Write out every line below that includes the word "flying".

==========

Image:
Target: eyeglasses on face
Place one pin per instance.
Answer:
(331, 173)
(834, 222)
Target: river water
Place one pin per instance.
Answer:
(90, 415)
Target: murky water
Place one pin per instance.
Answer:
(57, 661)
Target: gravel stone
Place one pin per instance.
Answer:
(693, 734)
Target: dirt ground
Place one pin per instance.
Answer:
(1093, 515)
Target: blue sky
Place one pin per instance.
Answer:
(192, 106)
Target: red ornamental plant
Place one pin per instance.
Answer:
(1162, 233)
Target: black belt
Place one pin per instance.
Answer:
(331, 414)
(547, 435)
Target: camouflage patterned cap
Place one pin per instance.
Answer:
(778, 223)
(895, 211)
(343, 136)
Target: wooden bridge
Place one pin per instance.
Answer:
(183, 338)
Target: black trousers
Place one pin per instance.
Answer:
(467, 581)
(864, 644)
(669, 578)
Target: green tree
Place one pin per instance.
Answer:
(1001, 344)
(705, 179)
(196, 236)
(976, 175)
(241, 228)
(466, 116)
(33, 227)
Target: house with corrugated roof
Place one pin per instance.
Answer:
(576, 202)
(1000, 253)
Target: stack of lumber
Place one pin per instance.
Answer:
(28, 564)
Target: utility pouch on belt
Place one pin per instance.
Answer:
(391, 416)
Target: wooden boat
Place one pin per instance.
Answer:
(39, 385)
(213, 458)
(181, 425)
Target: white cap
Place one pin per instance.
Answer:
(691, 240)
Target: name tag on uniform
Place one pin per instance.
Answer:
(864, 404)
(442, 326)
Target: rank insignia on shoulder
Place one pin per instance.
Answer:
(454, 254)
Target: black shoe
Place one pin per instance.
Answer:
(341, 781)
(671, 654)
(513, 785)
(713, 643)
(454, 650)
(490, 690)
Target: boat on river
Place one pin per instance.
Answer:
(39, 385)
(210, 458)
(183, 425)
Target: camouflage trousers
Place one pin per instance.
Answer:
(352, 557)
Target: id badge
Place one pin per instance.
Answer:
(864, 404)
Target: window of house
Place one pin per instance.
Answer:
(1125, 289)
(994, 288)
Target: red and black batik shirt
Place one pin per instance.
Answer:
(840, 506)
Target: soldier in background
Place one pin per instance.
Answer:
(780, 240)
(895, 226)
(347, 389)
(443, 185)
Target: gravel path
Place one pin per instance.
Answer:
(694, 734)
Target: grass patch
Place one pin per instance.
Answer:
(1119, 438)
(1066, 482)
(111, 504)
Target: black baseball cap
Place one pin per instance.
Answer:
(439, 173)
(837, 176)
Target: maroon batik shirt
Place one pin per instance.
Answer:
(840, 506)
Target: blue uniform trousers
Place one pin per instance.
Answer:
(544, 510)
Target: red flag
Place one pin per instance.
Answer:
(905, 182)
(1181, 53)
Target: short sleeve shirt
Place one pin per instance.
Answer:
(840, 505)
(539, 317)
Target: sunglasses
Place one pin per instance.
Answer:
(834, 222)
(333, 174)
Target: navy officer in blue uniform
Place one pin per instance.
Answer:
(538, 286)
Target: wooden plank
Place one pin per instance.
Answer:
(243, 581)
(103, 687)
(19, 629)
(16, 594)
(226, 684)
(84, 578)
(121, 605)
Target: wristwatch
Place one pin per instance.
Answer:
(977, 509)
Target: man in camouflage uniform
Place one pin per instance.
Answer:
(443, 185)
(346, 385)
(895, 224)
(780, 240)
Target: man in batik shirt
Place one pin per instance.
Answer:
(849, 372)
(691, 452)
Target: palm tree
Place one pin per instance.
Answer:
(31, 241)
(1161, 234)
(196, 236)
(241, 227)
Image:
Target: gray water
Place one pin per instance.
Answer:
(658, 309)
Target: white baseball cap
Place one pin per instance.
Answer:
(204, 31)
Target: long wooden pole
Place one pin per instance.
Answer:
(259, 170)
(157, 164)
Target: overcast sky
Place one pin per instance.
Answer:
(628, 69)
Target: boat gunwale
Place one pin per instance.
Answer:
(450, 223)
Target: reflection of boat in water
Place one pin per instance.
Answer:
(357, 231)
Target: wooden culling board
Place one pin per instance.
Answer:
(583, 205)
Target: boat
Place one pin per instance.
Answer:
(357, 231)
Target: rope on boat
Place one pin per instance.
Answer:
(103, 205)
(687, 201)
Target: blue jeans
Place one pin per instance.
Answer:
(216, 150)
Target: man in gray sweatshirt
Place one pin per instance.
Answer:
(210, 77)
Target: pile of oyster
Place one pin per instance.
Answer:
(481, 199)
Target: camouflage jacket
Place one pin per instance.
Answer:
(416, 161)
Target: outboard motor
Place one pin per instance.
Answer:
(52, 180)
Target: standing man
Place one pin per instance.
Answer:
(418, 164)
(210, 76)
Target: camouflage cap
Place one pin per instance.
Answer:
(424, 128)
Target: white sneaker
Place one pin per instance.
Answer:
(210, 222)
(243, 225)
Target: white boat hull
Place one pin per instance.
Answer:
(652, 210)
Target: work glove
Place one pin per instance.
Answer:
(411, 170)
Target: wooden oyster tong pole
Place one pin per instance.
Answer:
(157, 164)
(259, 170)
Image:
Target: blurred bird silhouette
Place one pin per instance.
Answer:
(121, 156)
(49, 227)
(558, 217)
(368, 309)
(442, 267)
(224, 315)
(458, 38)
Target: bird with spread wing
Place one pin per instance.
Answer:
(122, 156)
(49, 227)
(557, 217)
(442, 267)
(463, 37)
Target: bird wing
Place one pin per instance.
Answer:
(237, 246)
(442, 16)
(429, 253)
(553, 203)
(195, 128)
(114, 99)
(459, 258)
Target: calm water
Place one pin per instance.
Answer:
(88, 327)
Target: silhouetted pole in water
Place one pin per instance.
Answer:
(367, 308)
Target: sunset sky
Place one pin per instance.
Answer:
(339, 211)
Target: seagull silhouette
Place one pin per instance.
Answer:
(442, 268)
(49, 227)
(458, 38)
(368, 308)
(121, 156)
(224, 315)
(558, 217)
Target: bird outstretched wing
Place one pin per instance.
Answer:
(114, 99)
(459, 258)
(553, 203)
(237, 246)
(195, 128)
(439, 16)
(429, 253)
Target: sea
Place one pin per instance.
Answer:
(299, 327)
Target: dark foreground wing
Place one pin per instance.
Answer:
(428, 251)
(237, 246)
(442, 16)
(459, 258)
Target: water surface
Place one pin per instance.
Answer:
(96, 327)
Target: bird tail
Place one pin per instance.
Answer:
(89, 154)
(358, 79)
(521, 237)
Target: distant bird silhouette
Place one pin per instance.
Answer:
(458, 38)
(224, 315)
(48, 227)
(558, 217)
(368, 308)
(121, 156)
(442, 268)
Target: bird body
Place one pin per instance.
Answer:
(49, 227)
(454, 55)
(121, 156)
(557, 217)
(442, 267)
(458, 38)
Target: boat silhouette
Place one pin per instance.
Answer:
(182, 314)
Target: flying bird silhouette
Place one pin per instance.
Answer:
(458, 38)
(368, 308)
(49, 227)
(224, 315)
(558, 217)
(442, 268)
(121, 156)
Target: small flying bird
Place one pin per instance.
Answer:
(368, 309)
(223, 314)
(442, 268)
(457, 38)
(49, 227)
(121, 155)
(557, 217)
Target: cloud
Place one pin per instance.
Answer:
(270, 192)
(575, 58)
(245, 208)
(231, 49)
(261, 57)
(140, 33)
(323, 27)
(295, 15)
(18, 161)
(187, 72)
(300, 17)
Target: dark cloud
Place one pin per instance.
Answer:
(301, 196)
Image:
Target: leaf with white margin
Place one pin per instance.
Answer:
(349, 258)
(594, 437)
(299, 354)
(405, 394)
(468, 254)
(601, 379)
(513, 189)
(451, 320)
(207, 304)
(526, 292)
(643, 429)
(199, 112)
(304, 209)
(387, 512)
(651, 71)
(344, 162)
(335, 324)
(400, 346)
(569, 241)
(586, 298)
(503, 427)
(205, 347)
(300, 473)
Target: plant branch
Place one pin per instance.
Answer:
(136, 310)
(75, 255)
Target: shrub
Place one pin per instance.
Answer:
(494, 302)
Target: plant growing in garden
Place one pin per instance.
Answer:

==========

**RESPONSE BELOW**:
Target: flying bird silhouette
Target: small flying bird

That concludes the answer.